課題:
下のリストから、文字列「yellow」を含む行をすべて抜き出してください。大文字と小文字は区別します。

***** リスト

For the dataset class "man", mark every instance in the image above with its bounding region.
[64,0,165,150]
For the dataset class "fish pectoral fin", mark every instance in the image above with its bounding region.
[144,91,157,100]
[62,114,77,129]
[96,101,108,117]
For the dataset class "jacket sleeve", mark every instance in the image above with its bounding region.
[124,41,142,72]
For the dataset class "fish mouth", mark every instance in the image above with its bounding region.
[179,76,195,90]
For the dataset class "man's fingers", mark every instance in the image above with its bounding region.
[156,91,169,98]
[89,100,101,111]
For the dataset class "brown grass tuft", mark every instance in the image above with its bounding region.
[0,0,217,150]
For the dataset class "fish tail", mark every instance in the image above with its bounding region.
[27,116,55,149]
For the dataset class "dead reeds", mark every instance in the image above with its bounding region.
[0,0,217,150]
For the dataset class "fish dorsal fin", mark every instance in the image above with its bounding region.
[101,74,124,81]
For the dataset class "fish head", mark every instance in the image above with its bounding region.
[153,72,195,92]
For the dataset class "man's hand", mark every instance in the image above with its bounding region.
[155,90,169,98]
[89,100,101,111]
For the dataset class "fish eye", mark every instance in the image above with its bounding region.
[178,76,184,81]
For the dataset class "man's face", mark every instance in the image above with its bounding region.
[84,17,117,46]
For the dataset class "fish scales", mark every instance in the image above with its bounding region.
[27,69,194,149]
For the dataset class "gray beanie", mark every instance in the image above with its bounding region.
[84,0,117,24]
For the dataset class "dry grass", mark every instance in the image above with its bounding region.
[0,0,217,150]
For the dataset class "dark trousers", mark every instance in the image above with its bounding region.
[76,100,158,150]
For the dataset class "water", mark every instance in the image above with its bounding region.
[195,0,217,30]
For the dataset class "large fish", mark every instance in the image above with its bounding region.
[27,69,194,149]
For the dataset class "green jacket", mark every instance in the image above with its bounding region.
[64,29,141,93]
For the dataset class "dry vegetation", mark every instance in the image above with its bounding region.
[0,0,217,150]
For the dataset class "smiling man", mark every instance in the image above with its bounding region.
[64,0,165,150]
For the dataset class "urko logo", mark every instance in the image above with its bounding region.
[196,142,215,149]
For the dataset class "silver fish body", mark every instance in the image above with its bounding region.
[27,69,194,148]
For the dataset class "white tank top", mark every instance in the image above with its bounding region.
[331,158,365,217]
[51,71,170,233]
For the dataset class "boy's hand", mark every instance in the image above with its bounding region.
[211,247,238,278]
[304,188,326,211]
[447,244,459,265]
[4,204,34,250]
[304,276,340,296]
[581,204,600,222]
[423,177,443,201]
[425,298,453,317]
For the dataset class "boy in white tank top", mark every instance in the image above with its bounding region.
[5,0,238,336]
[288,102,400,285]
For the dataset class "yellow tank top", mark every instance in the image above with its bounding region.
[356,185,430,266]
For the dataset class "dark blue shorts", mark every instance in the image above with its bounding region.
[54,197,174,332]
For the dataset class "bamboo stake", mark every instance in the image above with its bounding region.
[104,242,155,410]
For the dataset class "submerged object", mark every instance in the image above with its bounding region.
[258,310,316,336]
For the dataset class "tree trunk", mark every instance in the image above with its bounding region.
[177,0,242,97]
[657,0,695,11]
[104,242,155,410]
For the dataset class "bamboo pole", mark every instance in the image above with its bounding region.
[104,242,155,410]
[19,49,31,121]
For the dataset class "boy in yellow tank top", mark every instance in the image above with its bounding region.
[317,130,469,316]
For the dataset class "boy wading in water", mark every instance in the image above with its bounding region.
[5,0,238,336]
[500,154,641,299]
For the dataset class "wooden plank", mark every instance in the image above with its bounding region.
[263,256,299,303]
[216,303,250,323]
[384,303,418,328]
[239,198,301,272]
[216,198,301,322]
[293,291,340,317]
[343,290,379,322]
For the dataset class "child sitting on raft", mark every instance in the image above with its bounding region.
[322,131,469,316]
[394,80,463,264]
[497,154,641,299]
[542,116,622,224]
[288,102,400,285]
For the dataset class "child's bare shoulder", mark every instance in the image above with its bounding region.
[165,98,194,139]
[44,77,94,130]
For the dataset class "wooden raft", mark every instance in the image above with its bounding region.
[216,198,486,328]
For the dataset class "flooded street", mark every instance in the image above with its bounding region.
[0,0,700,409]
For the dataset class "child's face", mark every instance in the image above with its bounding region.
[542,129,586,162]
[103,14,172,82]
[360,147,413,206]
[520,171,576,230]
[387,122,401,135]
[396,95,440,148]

**********

出力結果:
For the dataset class "yellow tank top", mark every instance in the image above with its bounding region.
For the dataset class "boy in yellow tank top", mark every instance in the image above with its bounding region.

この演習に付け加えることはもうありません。